┏━━

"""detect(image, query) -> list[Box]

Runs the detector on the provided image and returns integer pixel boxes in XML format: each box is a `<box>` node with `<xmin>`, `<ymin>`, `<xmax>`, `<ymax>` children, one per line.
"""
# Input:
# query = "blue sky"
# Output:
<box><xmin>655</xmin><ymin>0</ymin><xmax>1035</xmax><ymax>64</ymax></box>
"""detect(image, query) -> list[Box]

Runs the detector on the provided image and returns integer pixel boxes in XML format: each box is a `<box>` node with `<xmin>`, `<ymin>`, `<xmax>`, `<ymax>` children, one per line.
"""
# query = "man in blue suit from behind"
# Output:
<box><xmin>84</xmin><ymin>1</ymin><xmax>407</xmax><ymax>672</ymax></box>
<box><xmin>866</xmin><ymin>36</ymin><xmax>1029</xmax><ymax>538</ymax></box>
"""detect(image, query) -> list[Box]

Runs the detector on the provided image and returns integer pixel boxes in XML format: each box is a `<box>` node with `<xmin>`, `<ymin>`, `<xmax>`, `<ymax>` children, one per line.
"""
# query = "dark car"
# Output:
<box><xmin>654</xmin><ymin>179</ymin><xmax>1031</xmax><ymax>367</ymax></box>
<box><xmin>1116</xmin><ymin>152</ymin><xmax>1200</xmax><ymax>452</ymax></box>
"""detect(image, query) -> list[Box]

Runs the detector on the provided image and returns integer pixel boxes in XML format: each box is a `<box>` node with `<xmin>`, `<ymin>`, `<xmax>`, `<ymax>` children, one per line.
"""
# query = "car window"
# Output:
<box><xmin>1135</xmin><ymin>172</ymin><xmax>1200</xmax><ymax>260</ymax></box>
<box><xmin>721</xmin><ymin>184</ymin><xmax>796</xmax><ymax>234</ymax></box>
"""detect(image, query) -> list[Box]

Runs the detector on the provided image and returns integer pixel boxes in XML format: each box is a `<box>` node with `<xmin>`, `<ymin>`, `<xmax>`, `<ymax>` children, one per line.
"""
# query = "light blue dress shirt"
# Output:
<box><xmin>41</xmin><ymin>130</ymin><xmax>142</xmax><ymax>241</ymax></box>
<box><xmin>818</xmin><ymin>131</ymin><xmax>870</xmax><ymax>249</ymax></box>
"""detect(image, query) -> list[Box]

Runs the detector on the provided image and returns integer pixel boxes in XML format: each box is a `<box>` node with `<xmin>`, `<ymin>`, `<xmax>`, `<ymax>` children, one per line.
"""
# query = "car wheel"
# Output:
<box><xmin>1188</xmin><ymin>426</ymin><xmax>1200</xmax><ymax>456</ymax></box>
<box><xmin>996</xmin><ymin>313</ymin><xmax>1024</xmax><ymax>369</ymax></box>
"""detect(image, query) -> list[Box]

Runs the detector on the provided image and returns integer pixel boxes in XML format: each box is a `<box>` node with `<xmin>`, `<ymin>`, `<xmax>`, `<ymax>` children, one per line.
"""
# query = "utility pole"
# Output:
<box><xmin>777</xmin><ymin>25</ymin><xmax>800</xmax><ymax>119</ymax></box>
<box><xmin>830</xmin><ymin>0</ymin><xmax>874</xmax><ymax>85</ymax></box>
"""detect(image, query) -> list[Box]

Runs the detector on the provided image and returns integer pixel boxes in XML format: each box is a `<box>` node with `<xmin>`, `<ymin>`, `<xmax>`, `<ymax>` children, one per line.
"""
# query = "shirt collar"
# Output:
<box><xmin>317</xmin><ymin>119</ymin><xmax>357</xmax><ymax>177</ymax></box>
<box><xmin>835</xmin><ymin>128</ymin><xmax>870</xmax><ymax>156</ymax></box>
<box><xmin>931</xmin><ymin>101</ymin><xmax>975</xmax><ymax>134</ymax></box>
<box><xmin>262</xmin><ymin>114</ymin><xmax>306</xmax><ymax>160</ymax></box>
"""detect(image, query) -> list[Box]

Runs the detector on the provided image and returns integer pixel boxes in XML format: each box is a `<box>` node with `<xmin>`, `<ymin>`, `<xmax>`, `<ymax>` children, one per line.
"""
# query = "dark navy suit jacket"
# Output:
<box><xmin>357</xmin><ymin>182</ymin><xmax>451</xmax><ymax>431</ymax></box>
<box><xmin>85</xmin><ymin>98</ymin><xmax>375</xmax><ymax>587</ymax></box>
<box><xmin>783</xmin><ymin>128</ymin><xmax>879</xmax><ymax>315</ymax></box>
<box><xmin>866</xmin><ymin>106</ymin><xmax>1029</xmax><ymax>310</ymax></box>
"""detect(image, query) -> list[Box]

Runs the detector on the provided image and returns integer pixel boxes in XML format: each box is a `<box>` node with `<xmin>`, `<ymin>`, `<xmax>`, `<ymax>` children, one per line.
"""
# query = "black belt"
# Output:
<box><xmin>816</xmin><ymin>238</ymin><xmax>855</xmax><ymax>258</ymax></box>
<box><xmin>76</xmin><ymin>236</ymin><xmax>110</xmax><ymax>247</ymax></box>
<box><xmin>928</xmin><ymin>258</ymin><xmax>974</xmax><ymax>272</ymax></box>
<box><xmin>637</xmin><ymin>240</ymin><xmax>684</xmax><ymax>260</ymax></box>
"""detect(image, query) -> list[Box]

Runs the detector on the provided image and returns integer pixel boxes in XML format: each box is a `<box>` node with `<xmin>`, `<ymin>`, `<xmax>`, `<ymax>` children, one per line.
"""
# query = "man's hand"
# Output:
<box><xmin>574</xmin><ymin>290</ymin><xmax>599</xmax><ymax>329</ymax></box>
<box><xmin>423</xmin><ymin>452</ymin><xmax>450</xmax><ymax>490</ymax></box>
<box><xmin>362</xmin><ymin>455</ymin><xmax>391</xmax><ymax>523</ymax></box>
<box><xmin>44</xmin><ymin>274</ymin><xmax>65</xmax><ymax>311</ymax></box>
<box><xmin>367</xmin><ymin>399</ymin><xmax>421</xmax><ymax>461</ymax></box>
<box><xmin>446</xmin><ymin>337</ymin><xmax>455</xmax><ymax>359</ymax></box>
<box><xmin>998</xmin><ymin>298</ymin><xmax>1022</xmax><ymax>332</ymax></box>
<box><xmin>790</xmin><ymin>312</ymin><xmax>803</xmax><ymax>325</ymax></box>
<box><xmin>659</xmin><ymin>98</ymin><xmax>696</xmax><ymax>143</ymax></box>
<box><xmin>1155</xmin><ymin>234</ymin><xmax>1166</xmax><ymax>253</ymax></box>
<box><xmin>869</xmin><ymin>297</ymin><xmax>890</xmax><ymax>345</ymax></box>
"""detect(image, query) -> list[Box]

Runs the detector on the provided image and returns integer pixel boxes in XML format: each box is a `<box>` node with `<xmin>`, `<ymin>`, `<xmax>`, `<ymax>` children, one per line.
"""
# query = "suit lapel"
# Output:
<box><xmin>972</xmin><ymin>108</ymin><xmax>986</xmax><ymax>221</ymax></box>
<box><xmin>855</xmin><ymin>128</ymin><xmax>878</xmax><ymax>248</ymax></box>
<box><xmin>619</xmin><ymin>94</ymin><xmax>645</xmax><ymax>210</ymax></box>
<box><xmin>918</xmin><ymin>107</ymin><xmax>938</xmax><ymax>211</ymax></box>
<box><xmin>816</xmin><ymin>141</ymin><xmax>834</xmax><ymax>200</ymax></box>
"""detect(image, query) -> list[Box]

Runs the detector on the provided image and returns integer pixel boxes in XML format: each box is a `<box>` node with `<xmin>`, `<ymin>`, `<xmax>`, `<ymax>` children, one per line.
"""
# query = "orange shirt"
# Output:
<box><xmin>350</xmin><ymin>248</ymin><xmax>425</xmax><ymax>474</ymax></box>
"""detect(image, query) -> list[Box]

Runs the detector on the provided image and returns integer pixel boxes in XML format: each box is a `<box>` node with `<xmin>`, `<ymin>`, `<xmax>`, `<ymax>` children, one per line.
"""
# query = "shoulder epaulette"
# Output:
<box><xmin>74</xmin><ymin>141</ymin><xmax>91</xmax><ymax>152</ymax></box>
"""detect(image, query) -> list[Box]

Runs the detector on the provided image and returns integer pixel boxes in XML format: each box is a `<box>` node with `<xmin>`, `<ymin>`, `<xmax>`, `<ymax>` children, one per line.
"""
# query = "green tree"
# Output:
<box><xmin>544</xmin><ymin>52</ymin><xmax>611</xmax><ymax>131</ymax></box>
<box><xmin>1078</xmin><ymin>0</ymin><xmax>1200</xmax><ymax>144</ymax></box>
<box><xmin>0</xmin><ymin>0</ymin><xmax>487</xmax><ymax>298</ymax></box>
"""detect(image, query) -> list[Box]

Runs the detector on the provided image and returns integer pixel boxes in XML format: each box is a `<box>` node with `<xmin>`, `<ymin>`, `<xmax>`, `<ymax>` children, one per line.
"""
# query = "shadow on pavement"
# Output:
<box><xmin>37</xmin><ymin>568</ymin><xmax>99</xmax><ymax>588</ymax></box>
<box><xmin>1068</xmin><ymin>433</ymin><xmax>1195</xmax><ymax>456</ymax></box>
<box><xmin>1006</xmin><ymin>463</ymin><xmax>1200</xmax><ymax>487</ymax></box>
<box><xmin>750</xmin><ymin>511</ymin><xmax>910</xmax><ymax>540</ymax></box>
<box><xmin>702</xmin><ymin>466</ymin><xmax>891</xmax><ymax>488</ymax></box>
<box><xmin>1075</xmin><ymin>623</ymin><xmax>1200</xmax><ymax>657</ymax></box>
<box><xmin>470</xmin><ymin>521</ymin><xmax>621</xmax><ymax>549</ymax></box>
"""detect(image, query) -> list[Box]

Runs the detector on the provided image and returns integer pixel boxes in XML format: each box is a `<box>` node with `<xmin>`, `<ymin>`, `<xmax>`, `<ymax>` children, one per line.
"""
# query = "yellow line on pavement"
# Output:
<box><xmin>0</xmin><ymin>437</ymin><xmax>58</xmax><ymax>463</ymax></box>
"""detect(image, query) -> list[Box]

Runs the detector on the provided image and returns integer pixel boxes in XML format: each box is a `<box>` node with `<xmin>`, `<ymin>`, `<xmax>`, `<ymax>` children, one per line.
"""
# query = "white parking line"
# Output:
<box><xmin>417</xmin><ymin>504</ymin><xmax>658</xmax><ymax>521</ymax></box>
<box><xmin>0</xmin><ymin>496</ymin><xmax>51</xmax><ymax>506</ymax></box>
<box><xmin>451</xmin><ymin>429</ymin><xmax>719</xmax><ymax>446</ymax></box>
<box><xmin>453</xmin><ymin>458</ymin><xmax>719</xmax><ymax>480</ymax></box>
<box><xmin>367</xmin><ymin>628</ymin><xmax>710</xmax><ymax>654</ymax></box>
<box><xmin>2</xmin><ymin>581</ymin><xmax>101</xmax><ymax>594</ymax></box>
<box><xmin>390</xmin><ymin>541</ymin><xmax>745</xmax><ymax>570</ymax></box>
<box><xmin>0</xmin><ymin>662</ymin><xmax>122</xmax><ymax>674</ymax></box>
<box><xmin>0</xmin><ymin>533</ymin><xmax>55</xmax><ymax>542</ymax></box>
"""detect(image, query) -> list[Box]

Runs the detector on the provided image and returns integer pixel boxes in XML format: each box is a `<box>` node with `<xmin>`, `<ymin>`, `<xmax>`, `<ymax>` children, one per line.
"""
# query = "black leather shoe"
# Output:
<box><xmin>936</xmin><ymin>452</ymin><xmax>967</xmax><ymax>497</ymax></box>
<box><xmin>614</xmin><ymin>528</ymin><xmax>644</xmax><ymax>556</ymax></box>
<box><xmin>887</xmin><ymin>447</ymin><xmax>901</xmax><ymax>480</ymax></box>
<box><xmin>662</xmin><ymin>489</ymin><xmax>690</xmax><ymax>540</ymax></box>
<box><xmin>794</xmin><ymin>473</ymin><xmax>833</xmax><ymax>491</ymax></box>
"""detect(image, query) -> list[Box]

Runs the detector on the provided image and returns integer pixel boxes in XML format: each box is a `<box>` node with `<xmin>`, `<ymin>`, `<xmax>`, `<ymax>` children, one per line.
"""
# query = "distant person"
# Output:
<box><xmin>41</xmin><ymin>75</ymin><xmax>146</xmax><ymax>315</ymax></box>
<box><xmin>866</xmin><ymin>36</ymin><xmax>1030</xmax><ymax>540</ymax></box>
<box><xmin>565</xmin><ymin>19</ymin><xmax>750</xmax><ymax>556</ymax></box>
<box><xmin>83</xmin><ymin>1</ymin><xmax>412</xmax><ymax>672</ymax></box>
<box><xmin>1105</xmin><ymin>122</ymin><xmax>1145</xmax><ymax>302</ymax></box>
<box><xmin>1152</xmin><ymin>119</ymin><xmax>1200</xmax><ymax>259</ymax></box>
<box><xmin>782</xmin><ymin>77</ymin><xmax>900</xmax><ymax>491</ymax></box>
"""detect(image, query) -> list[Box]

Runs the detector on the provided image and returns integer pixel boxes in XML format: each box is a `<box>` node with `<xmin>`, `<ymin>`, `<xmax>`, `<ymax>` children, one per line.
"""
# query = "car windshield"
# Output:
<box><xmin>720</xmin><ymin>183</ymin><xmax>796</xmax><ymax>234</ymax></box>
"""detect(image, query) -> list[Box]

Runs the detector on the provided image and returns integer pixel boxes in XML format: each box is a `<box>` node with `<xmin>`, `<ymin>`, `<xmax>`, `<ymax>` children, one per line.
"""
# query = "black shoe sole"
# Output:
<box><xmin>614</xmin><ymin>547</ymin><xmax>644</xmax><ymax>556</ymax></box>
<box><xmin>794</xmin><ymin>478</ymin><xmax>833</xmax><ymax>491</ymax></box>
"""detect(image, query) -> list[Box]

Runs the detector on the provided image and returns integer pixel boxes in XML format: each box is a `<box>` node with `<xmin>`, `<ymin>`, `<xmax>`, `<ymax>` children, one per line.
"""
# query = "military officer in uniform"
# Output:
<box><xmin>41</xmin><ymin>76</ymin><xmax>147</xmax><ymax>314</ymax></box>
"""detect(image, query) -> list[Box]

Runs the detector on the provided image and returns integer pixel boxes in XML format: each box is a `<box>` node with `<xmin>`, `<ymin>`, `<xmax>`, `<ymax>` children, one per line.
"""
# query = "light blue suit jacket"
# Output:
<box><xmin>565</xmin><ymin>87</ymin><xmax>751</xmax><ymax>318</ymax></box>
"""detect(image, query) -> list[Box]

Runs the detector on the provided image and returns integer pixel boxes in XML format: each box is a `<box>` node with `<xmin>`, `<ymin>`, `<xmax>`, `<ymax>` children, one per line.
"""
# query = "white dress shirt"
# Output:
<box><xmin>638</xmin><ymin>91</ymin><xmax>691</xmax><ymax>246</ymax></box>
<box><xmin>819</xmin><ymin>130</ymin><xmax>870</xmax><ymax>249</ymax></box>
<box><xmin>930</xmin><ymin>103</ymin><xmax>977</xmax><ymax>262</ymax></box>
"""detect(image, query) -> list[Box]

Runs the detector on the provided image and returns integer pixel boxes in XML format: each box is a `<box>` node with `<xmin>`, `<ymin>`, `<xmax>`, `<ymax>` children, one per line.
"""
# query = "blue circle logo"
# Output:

┗━━

If a line in the listing has "suit" in it, report that line.

# query = "man in blue suit from behind"
# query = "dark navy suit jacket"
# query = "suit lapel"
# query = "light blue suit jacket"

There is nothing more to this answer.